**WRITTEN PROBLEM:** Present the records from the line containing "Every instance of the monument" through the last line of the records as a Markdown table with two columns, Row and Line text, skipping any blank lines. Number the rows in the Row column.

— begin EXTRACTED INFORMATION —

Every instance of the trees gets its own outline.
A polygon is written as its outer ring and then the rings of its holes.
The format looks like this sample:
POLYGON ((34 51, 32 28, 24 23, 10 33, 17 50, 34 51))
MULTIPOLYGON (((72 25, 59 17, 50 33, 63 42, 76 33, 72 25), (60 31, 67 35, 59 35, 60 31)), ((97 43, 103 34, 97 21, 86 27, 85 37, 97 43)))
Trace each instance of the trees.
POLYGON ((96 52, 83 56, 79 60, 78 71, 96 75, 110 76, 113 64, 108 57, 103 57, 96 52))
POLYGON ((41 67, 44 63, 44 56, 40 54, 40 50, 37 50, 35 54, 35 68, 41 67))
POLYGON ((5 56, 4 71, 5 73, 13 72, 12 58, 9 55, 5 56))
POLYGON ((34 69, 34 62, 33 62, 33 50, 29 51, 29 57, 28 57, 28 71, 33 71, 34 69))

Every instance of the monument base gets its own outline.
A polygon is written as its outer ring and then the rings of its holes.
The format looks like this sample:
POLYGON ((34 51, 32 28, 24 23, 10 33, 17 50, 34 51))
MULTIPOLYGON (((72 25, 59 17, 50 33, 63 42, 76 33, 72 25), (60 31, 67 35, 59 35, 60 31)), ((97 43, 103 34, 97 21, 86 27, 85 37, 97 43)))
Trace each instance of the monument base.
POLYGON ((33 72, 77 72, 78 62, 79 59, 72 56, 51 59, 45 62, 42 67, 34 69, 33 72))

— end EXTRACTED INFORMATION —

**RESULT:**
| Row | Line text |
|---|---|
| 1 | Every instance of the monument base gets its own outline. |
| 2 | A polygon is written as its outer ring and then the rings of its holes. |
| 3 | The format looks like this sample: |
| 4 | POLYGON ((34 51, 32 28, 24 23, 10 33, 17 50, 34 51)) |
| 5 | MULTIPOLYGON (((72 25, 59 17, 50 33, 63 42, 76 33, 72 25), (60 31, 67 35, 59 35, 60 31)), ((97 43, 103 34, 97 21, 86 27, 85 37, 97 43))) |
| 6 | Trace each instance of the monument base. |
| 7 | POLYGON ((33 72, 77 72, 78 62, 79 59, 72 56, 51 59, 45 62, 42 67, 34 69, 33 72)) |